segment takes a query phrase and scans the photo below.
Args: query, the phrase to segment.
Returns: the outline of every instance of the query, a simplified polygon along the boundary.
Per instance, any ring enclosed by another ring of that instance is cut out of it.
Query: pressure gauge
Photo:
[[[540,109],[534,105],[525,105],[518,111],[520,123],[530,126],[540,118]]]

TO DO
In the material above, find every line that has the string "segment" and pull those lines out.

RESULT OF THIS TASK
segment takes a query phrase and scans the photo below.
Args: query, the phrase to segment.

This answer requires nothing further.